Copy out the records below with every "instance" swapped for "occurrence", leaving all other text unchanged.
%%
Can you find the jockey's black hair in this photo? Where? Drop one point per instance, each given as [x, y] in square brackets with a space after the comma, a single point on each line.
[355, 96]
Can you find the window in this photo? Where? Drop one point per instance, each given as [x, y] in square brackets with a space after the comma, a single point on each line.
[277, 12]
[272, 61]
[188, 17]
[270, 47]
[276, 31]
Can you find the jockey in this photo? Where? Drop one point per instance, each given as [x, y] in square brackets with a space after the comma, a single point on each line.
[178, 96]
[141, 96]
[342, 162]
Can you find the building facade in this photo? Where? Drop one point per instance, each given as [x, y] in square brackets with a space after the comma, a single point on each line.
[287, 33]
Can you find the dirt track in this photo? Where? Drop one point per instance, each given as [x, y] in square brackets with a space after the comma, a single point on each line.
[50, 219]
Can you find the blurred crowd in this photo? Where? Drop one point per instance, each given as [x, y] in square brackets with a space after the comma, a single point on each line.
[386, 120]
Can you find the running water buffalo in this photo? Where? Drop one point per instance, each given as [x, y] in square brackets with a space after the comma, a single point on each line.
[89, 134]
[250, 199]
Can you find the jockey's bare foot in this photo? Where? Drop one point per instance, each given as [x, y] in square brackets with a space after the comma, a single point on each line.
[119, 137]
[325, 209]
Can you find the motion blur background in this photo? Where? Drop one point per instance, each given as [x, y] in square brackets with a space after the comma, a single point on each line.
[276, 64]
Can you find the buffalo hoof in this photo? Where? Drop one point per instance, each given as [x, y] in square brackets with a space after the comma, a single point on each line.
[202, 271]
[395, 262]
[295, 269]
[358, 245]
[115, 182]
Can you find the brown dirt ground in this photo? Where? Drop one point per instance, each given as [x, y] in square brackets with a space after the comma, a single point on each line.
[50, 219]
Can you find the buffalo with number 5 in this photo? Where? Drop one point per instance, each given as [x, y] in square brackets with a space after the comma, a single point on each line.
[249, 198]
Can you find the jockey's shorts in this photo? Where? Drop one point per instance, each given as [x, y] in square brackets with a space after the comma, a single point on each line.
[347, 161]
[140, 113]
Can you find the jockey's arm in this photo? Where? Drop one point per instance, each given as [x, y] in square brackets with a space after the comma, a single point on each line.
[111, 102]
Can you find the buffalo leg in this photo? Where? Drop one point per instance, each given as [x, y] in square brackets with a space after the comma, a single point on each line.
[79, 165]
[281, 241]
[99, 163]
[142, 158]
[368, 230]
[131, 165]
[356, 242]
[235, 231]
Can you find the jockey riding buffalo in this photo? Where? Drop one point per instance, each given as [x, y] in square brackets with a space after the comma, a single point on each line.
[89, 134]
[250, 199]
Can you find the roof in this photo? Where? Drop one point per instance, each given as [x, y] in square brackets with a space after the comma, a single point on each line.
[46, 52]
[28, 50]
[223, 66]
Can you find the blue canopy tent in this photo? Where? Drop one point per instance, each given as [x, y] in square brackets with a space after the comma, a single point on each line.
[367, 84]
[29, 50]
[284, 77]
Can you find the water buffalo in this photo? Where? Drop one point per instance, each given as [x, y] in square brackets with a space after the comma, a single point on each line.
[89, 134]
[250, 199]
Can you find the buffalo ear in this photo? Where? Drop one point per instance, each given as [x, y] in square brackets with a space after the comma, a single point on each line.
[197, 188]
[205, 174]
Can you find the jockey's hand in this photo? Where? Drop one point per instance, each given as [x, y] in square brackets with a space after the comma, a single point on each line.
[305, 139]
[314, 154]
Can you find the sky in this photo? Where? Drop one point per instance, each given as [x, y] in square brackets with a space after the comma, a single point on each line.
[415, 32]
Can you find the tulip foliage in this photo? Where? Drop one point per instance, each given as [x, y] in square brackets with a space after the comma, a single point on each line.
%%
**EXERCISE SOLUTION**
Can you find the jockey's black hair in this photo? Where? Drop one point per occurrence, each given as [x, y] in square brackets with a space after the comma, a single point on each line.
[355, 96]
Can you find the window in this photo? Where? Drop one point per occurrence, each given as [x, y] in square brackets with a space after the comma, a single point on each line.
[277, 12]
[272, 61]
[188, 17]
[270, 47]
[276, 31]
Can you find the jockey in this photo? Where? Drop one point per occurrence, each given as [x, y] in square brackets with a space after the comma, a single point on each line.
[178, 96]
[141, 96]
[342, 162]
Can you find the building facade in this photo? Where? Drop one point per occurrence, each given as [x, y] in square brackets with a space after the comma, a single point on each line.
[287, 33]
Can you find the dirt track in this photo? Where? Drop one point per occurrence, each given as [x, y] in square brackets with a space after the comma, a single point on each line.
[50, 219]
Can you find the blurred crowd in this photo? Where? Drop one point per occurrence, each given as [x, y] in square brackets with a space after the comma, a single point on each line.
[386, 120]
Can you find the running water buffalo in this photo? Where? Drop one point per occurrence, each given as [x, y] in square brackets with a space after the comma, a single point on each line.
[89, 134]
[250, 199]
Can you find the jockey's bare foot in this photo? Where? Drop one point per occurrence, each given as [x, y] in square brackets with a space after the comma, a single point on each line.
[119, 137]
[325, 209]
Can you find the motion blur background in this photo? Where? Drop one point per occurrence, each given as [x, y] in square brackets with a space after the comma, a single point on each line.
[276, 64]
Can you find the buffalo hoof in this photo? Where? Drop one point per occurrence, each given as [x, y] in square brackets with a space after the comma, a single point on each line.
[202, 271]
[395, 262]
[295, 269]
[358, 245]
[115, 182]
Can you find the brown dirt ground in this photo? Where? Drop one point per occurrence, each given as [x, y] in square brackets with a space after the comma, a single point on each line.
[50, 219]
Can you find the buffalo with number 5 in this photo? Where? Drop one point per occurrence, each given as [x, y] in square brackets with a space after the comma, a single point on each line.
[249, 198]
Can you find the jockey's shorts in this photo? Where? Drop one point per occurrence, each given as [x, y] in square brackets with a space after the comma, a single point on each line.
[347, 161]
[140, 113]
Can you find the jockey's arm in this photo? Where? Drop one point per occurrence, each given as [x, y] in square brackets with a space after the comma, a single point on each line.
[111, 102]
Can you find the buffalo leg in this photo? Where? Drop one point per occurrence, each given as [x, y] in square brackets with a space after the comma, a single point on each line.
[79, 165]
[281, 241]
[99, 163]
[142, 158]
[368, 230]
[131, 165]
[356, 242]
[235, 231]
Can you find the jockey riding buffalo in this photo? Where? Drop one point per occurrence, each given as [x, y] in square brackets with a space after the comma, a single point on each line.
[89, 134]
[250, 199]
Can you find the roof in this photo? Where? Drop one point per occurrence, each given as [x, y] in square brackets with a space after the comma, a single point on each line.
[46, 52]
[28, 50]
[223, 66]
Can you find the blue canopy tent in this photo? Where? Drop one point per occurrence, each given as [x, y] in square brackets with a space after the comma, a single point on each line.
[367, 84]
[29, 50]
[284, 77]
Can you find the water buffalo in this photo? Where? Drop one point per occurrence, each given as [x, y] in square brackets with a space after the comma, a single point on each line.
[89, 134]
[250, 199]
Can you find the buffalo ear in this photo? Where? Drop one point per occurrence, each given as [x, y] in square brackets with a space after the comma, a single point on each line.
[197, 188]
[205, 174]
Can you find the jockey's hand in this photo? Where? Drop one point per occurrence, each given as [x, y] in square brackets with a space after the comma, a single point on each line.
[305, 139]
[314, 154]
Can you find the sky in this photo? Where? Drop one point per occurrence, each given as [x, y] in square brackets with a space after the comma, a single point on each line.
[415, 32]
Can you find the tulip foliage in this photo? Where? Drop one point per occurrence, each given as [x, y] in square brackets with a space after the comma, a single point on each line.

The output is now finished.